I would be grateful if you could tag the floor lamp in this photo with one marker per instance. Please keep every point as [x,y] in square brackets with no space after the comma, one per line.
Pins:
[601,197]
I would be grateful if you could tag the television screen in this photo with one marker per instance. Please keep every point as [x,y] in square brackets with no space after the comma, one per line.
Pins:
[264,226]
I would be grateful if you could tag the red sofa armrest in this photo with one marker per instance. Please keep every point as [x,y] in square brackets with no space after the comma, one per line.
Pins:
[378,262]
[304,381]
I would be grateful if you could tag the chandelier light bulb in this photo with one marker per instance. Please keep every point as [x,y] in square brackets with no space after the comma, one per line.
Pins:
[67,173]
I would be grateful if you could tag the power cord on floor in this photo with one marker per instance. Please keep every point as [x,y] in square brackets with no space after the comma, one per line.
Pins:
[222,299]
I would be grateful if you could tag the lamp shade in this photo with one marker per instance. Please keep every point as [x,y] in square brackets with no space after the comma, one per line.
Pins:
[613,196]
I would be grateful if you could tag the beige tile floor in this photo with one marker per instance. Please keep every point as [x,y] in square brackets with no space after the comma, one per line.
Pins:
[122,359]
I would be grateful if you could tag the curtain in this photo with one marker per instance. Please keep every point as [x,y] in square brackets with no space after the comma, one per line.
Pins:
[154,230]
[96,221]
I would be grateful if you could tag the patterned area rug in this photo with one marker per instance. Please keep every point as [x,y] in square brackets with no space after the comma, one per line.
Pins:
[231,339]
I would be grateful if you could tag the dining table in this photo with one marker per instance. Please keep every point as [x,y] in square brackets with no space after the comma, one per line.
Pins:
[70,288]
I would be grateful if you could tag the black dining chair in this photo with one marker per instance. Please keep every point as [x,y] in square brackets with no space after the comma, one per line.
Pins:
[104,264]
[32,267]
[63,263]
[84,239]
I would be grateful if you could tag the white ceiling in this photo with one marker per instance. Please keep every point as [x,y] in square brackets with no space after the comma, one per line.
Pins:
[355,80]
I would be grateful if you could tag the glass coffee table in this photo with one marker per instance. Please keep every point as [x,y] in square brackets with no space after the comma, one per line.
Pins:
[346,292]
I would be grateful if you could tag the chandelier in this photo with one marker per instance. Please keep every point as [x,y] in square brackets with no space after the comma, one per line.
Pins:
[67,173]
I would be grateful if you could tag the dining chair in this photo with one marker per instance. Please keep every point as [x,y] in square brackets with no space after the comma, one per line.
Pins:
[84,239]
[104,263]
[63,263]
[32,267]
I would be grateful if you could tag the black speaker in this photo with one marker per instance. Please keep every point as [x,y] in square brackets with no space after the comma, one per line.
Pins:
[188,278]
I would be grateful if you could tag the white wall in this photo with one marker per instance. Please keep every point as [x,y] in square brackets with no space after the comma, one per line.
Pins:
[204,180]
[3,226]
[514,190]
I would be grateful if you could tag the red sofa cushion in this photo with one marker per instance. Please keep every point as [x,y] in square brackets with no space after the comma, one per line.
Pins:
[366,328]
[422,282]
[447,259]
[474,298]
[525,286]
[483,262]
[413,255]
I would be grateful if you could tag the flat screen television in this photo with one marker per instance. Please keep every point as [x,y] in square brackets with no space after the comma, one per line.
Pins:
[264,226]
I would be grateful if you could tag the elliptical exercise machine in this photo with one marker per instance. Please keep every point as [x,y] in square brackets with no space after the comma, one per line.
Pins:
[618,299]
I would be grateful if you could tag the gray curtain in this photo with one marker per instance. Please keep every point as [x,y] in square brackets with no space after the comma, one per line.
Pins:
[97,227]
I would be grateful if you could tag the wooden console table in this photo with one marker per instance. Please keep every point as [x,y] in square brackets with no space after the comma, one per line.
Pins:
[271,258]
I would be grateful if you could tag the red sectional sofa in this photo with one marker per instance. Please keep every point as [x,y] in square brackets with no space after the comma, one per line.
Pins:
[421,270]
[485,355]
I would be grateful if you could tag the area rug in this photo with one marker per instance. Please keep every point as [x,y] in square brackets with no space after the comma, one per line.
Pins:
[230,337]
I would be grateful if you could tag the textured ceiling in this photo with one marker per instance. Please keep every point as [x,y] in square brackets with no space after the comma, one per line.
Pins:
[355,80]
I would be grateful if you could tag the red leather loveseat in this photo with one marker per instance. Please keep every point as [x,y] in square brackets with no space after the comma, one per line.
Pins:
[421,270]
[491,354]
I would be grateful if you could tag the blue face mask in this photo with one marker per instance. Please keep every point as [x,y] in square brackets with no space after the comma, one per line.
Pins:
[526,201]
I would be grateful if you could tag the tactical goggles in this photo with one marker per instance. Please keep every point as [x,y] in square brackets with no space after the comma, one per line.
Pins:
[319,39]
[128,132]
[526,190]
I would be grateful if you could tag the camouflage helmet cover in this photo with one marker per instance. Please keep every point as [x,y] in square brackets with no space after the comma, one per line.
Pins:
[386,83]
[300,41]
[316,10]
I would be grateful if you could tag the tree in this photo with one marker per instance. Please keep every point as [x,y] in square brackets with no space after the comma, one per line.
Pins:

::::::::

» **EXERCISE OBJECTIVE**:
Repeat every record, exactly as written.

» **SOLUTION FOR THIS EXERCISE**:
I would be grateful if you could tag the floor lamp in this photo with one marker per instance. Please keep every point as [x,y] in square brackets with no space after the comma, one per line.
Pins:
[601,197]
I would be grateful if you could tag the television screen in this photo with one marker per instance. Please keep every point as [x,y] in square brackets with no space after the comma, one per line.
Pins:
[264,226]
I would be grateful if you could tag the red sofa armrest in this photo with one marker per instance. Please keep every point as [x,y] in square brackets with no space after the comma, one per line.
Pins:
[378,262]
[304,381]
I would be grateful if you could tag the chandelier light bulb in this photo with one marker per instance. Please keep every point as [x,y] in square brackets with no space after the comma, one per line.
Pins:
[67,173]
I would be grateful if you could tag the power cord on floor in this photo with one marker per instance. Please keep every point as [x,y] in square brackets with no space after the comma, one per line.
Pins:
[222,299]
I would be grateful if you could tag the lamp shade in this photo with one marker per instance. Please keep every point as [x,y] in square brackets with no space after the comma, one per line.
Pins:
[613,196]
I would be grateful if you could tag the beige tile floor in this photo with one marker per instance. Please keep every point as [x,y] in square brackets with no space after the comma, one per line.
Pins:
[122,359]
I would be grateful if you could tag the curtain in this photo with one marker per instance. Please keep every point as [x,y] in square brackets with no space after the comma, one per line.
Pins:
[154,230]
[96,221]
I would be grateful if you could tag the patterned area rug in this photo with one marker per instance. Please keep every point as [x,y] in square brackets with no space after the comma, one per line.
Pins:
[231,339]
I would be grateful if you could tag the dining table in this photo with one marker per instance. Please keep every point as [x,y] in square brackets with no space after the comma, one per line.
Pins:
[70,288]
I would be grateful if you could tag the black dining chair in this photo with one marker per instance. Please keep every point as [x,y] in square brackets with no space after the comma, one per line.
Pins:
[104,264]
[32,267]
[63,263]
[84,239]
I would be grateful if you could tag the white ceiling in this photo with one marker per instance. Please keep every point as [x,y] in square brackets with no space after the comma, one per line.
Pins:
[355,80]
I would be grateful if you could tag the glass coffee table in this photo with one marker per instance. Please keep every point as [x,y] in square brackets with no space after the comma, one per line.
Pins:
[346,292]
I would be grateful if you could tag the chandelier in this photo with one marker per instance. Please keep every point as [x,y] in square brackets with no space after the comma, one per line.
Pins:
[67,173]
I would be grateful if you could tag the dining chair in this photo with one marker per instance. Please keep every point as [x,y] in square brackets with no space after the comma, one per line.
Pins:
[84,239]
[104,263]
[63,263]
[32,267]
I would be grateful if you could tag the black speaker in this photo with one marker per instance. Please keep every point as [x,y] in square brackets with no space after the comma, one per line.
Pins:
[188,278]
I would be grateful if you could tag the white wall in this photo with one marker per instance. Please keep every point as [x,y] in square brackets with no space after the comma, one per line.
Pins:
[204,180]
[3,226]
[514,190]
I would be grateful if you could tag the red sofa cushion in this photo with one marker per instance. Please keep every point as [x,y] in square brackets with no space after the comma, one per line.
Pins:
[366,328]
[422,282]
[447,259]
[474,298]
[525,286]
[483,262]
[413,255]
I would be grateful if you could tag the flat screen television in this photo with one marker per instance. Please keep every point as [x,y] in square brackets with no space after the comma, one per line.
Pins:
[264,226]
I would be grateful if you could tag the elliptical exercise machine in this photo with one marker per instance. Please keep every point as [x,y] in square brackets with no space after the comma, one per line.
Pins:
[618,299]
I would be grateful if you could tag the gray curtain in this photo with one marker per instance. Please keep every point as [x,y] in square brackets with no space after the comma, one per line.
Pins:
[97,227]
I would be grateful if you could tag the wooden console table in this photo with one marker per instance. Please keep every point as [x,y] in square brackets with no space after the comma, one per line.
Pins:
[271,258]
I would be grateful if you could tag the red sectional sofa in this photo with one marker per instance. Please keep every point as [x,y] in square brackets with no space after the comma, one per line.
Pins:
[421,270]
[485,355]
I would be grateful if you could tag the area rug in this photo with one marker per instance. Please keep every point as [x,y] in square brackets with no space after the comma, one per line.
Pins:
[230,337]
I would be grateful if you could tag the textured ceiling in this photo with one marker per instance. Please keep every point as [x,y] in square brackets with no space after the comma, one per line.
Pins:
[355,80]
I would be grateful if you could tag the red leather loveseat in this photo with one marker per instance. Please keep every point as [x,y] in square brackets with no space after the comma, one per line.
Pins:
[421,270]
[491,354]
I would be grateful if you could tag the blue face mask in this photo with one marker per instance. Please keep every point as [x,y] in square brackets with no space after the comma, one per line.
Pins:
[526,201]
I would be grateful if you could tag the tactical goggles in this photo with one marker per instance. Please keep every point as [x,y] in square brackets with no space after the comma, one per line.
Pins:
[319,39]
[128,132]
[526,190]
I would be grateful if you could tag the camouflage helmet cover in this photo with one marker per instance. Please keep every point as [x,y] in square brackets with no space after the comma, one per line.
Pins:
[386,83]
[300,41]
[316,10]
I would be grateful if you could tag the tree in this photo with one marker per instance. Please keep every point as [x,y] in square brackets with no space after the comma, one per line.
Pins:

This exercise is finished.